The task –
The answer must be an exact copy of all the data below.
*** Opening Records provided ***
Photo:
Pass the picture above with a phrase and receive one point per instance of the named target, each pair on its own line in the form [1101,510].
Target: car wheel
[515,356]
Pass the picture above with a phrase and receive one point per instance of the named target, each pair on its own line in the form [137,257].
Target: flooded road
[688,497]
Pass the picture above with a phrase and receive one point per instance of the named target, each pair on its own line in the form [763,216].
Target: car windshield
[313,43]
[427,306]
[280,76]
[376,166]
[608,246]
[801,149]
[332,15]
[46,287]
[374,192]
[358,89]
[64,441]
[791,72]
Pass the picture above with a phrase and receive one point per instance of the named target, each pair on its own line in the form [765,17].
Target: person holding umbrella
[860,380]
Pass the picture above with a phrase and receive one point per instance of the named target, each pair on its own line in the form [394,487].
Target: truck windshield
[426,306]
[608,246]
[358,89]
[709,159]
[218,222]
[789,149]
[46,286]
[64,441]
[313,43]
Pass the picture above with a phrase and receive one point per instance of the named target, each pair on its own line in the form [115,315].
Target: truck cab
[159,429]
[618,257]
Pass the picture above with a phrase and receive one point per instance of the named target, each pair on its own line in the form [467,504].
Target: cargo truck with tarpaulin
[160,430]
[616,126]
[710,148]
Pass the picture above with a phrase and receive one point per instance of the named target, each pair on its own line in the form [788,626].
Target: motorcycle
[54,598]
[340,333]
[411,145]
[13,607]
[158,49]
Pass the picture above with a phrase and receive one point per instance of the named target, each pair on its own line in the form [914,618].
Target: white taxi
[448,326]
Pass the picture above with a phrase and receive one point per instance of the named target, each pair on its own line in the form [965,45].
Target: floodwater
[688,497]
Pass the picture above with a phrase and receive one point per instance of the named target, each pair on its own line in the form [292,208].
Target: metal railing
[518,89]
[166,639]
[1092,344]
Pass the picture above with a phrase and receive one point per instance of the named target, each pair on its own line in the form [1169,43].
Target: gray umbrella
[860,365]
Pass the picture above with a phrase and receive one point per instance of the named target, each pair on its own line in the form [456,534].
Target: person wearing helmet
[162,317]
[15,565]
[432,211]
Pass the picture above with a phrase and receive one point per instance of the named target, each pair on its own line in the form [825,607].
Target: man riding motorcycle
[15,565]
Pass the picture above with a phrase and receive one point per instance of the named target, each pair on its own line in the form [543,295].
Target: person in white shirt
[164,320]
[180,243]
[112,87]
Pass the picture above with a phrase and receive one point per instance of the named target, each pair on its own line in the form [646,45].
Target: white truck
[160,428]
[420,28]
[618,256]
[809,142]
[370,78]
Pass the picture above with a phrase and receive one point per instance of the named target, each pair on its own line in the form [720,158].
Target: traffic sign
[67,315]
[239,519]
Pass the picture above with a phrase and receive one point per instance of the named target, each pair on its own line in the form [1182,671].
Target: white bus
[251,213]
*** Closing Records provided ***
Written response –
Photo:
Pass the picture above with a phrase and receive one point per instance of the named target, each pair on its own line in the form [1101,510].
Target: car wheel
[515,356]
Pass the picture above with a phrase and receive one point per instance of the named target, each pair on its own line in the form [137,257].
Target: flooded road
[688,497]
Pass the picture above with a phrase and receive one point per instance of the named target, each pair on its own line in the form [763,216].
Target: car windshield
[313,43]
[427,306]
[280,76]
[376,166]
[608,246]
[801,149]
[332,15]
[46,287]
[374,192]
[358,89]
[64,441]
[791,72]
Pass the picture above with a phrase and receive one point per instance of the named target, each pair on its own line in the form [765,17].
Target: person holding umbrella
[860,380]
Pass the picture above with a phrase and receive one point per instance of the named target, each pair on its own line in the form [394,487].
Target: truck windshield
[426,306]
[608,246]
[358,89]
[709,159]
[218,222]
[789,149]
[46,286]
[64,441]
[313,43]
Pass the picture above with a phrase and receive one point per instance of the named target, each pair on its own line in the form [115,315].
Target: truck cab
[159,429]
[618,257]
Pass the picture above with a phrase and receive one point per instance of the named target, each pair on its own line in the form [467,504].
Target: cargo truck with tarpaulin
[160,430]
[616,126]
[710,148]
Pass the picture above with a phrase and receive one point per instance of the named target, each pair on its own line in the form [788,626].
Target: motorcycle
[54,598]
[340,333]
[411,145]
[13,607]
[158,49]
Pass the picture above with a phrase and receive one point per instance of the named target, each pair on its own line in the form [914,618].
Target: white taxi
[448,326]
Pass the picture above with a phrase and receive one point per instance of the named target, each pair on its own line in the form [965,45].
Target: floodwater
[688,497]
Pass the picture above with a phrase and receive one point per instance of the named target, each pair on its own line in the form [292,208].
Target: metal railing
[518,89]
[166,639]
[1092,344]
Pass the picture above with a phrase and receive one point per instance of the named target, each pair on its own line in the form [1169,43].
Target: gray umbrella
[860,365]
Pass the picture above with a phrase and receive one point per instance of the named target, each pair on its own line in the form [456,534].
Target: person wearing helmet
[162,317]
[15,565]
[432,211]
Pass the picture above with a phrase and receive one point per instance of the named target, each pair on its own line in the form [825,607].
Target: man riding motorcycle
[15,565]
Pass the picture above with a phrase and receive one point per instance of the named target, each pair on its own line in the form [543,295].
Target: person in white shirt
[164,320]
[180,243]
[112,87]
Pass the picture above with a phrase and receive one point per instance of the named target, each pair on its own line in the form [646,45].
Target: white truck
[160,428]
[420,28]
[618,256]
[809,142]
[370,78]
Pass the picture above with a phrase and receive one point per instance of the named target, each pair on its own line in the form [720,158].
Target: traffic sign
[67,315]
[239,519]
Pass the picture above with a phrase and receive one point per instance of the named target, each pair on its own line in the form [1182,671].
Target: white bus
[251,213]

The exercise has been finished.